### Texte du document

Dans la famille de Pierre Borderie, membre du Comité de Clamart du Souvenir Français, l’engagement n’est pas un vain mot. En 1940, après la débâcle de l’armée française, ses parents entrent en résistance. Profondément patriotes et dynamiques, ils font parties des première équipes opérationnelles contre l’envahisseur.
Deux années plus tard, alors que le jeune Pierre a tout juste 15 ans, son père est arrêté par la police nazie, enfermé en prison puis déporté en 1943 à Buchenwald. Année funeste : sa mère est à son tour arrêtée et déportée dans le même camp de concentration. Voilà Pierre Borderie orphelin d’une famille glorieuse, dans un pays vaincu.
Son oncle voit qu'il y a urgence à trouver une activité stabilisante à cet adolescent puissant et rêveur à la fois. Organisateur de parachutages dans le Périgord, il fournit à Pierre de faux papiers et lui permet de rentrer dans la Résistance, au commando Austin-Conte, bataillon Bertrand, pendant six mois de juin à novembre 1944. Là, il y fait un apprentissage pratique sur le terrain lors de sabotages sur l'axe Bordeaux-Toulouse et il se fait remarquer par son courage et son sang-froid. Blessé, alors que son groupe attaque un convoi allemand de la division mongole, Pierre Borderie est d'abord soigné clandestinement, puis séjourne à l'hôpital de Sainte-Foix-la-Grande, en Gironde, avant de rejoindre son groupe à Bordeaux. Il veut être incorporé dans l'armée régulière qui est en train de se réorganiser. Hélas, 17 ans, c'est trop jeune ! Bon pour le service dans la Résistance, mais écarté administrativement de l'armée nationale : Pierre est moralement cassé par ce refus.
Il va lutter pendant deux ans, en 1945 et 1946, contre le règlement scolaire très rétro d'une formation professionnelle en dessin industriel. Puis pendant deux autres années, 1947 et 1948, il est inscrit en faculté de médecine. Mais, ce qui l'attire, ce sont les blagues de carabin et les caves de Saint-Germain-des-Prés, où il fréquente les zazous, les groupes de jazz, ou des artistes comme Juliette Gréco. Finalement, le "potache farceur" est exclu de la Fac. Va-t-il gâcher le reste de sa vie ?

### Actions demandées
- 1) D'après le texte sur Pierre Borderie, dans quel camp son père a-t-il été déporté en 1943 ?
- 2) Pour chacune des affirmations suivantes, indiquez si elle concorde avec le texte sur Pierre Borderie : (a) Pierre Borderie a été blessé pendant l'attaque d'un convoi allemand ; (b) l'armée régulière l'a accepté dans ses rangs à 17 ans ; (c) il a été inscrit en faculté de médecine en 1947 et 1948.
- 3) Extrayez du texte sur Pierre Borderie le passage situé entre « Il va lutter » et « de sa vie ? », ces deux bornes comprises.

### Lignes de données

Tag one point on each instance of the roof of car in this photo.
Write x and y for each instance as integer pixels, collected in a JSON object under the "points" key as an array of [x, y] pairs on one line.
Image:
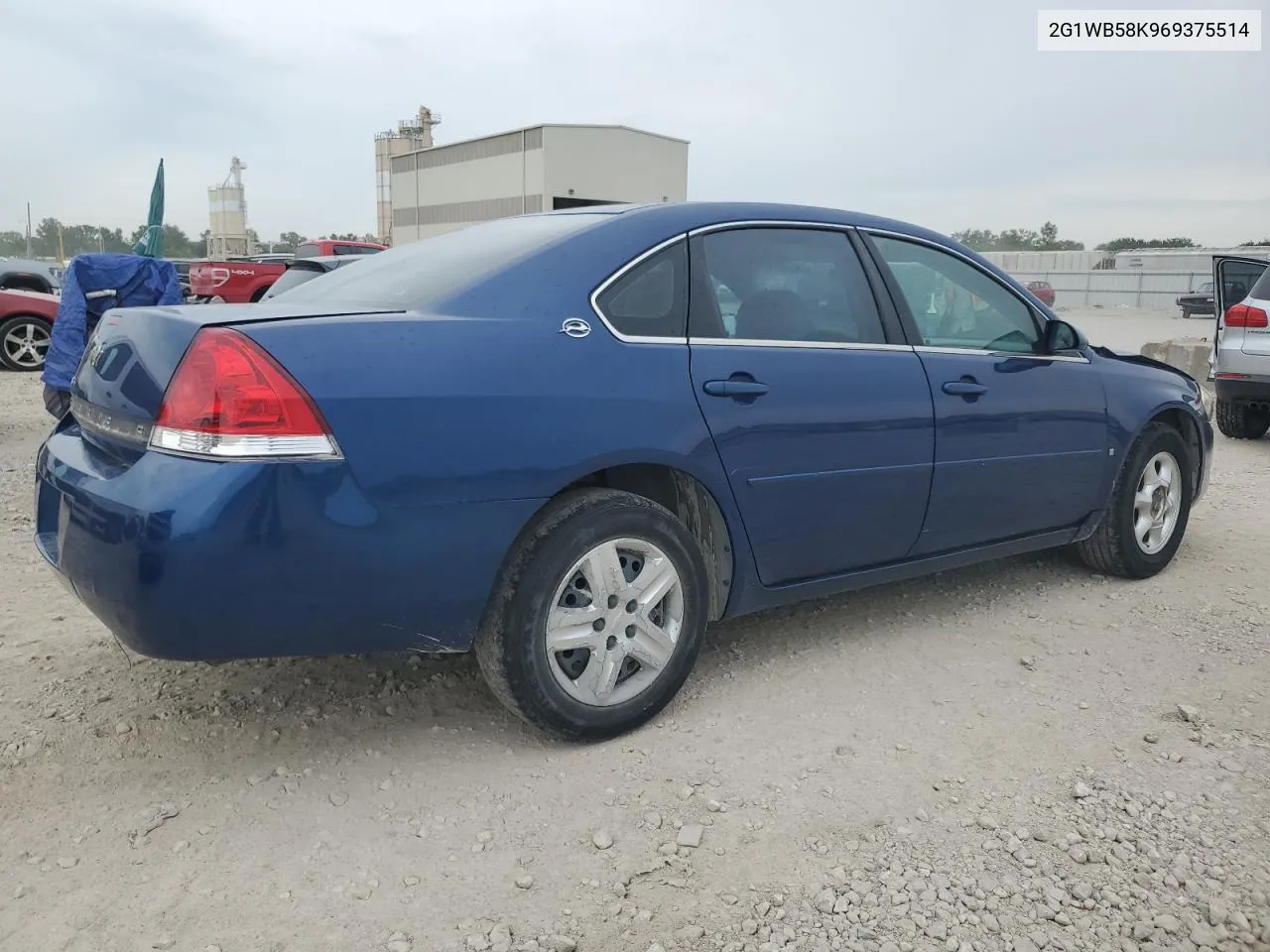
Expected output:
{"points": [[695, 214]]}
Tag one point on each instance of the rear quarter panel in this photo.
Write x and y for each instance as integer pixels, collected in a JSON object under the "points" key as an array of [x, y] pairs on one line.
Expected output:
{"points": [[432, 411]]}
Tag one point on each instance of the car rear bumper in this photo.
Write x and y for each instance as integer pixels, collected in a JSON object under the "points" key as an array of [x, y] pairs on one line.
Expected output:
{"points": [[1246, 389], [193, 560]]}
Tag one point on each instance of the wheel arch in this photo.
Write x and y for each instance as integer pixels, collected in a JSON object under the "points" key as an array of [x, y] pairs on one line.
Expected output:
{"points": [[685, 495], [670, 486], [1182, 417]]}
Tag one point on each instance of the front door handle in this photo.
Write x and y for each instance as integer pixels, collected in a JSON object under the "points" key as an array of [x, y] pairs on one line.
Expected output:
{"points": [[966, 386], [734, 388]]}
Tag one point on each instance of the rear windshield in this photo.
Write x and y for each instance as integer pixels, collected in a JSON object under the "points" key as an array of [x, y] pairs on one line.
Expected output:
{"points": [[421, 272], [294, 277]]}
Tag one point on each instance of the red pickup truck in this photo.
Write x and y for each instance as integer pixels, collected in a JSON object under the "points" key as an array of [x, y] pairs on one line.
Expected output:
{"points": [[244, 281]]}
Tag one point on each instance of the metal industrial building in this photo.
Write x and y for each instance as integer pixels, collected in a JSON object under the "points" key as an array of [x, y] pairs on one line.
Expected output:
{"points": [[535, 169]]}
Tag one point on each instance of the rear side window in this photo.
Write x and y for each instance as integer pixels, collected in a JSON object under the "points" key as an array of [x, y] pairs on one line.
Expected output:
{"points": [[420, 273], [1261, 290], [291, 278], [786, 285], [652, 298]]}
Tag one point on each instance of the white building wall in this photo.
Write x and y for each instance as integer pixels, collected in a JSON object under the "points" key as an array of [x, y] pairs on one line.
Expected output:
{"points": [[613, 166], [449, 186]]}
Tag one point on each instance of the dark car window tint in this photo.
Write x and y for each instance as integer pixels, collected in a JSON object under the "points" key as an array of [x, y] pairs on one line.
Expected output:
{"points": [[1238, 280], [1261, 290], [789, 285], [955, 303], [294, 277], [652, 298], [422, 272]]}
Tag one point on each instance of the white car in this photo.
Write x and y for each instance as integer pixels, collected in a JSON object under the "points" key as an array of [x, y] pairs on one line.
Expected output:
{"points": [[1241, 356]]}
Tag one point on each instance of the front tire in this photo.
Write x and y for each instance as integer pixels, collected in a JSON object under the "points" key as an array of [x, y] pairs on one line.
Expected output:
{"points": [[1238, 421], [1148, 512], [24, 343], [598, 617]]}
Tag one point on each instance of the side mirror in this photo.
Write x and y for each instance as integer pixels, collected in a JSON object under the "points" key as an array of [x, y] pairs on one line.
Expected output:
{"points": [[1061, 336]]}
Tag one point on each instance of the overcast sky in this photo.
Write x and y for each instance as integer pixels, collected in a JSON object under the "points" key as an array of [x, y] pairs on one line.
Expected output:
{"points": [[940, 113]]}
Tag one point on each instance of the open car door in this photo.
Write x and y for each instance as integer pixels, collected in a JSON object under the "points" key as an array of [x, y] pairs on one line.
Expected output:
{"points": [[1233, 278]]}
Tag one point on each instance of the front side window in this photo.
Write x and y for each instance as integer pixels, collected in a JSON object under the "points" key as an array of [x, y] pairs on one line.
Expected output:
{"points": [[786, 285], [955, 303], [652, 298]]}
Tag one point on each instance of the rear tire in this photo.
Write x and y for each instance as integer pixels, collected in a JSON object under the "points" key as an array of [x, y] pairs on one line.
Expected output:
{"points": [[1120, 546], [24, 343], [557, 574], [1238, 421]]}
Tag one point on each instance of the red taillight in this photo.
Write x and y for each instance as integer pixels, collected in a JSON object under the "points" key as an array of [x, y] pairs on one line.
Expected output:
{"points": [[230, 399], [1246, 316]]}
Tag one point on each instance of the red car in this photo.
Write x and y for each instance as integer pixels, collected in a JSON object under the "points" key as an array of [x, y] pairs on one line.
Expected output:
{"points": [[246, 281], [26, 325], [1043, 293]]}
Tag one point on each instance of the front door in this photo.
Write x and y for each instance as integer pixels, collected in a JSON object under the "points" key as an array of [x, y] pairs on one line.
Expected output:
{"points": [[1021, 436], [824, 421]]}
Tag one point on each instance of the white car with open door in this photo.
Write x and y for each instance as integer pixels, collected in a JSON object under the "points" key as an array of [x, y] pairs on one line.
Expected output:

### Résultats par tâche
- 1) À Buchenwald.

- 2)
(a) Oui : « Blessé, alors que son groupe attaque un convoi allemand de la division mongole ».
(b) Non : « Hélas, 17 ans, c'est trop jeune ! »
(c) Oui : « Puis pendant deux autres années, 1947 et 1948, il est inscrit en faculté de médecine. »

- 3)
Il va lutter pendant deux ans, en 1945 et 1946, contre le règlement scolaire très rétro d'une formation professionnelle en dessin industriel. Puis pendant deux autres années, 1947 et 1948, il est inscrit en faculté de médecine. Mais, ce qui l'attire, ce sont les blagues de carabin et les caves de Saint-Germain-des-Prés, où il fréquente les zazous, les groupes de jazz, ou des artistes comme Juliette Gréco. Finalement, le "potache farceur" est exclu de la Fac. Va-t-il gâcher le reste de sa vie ?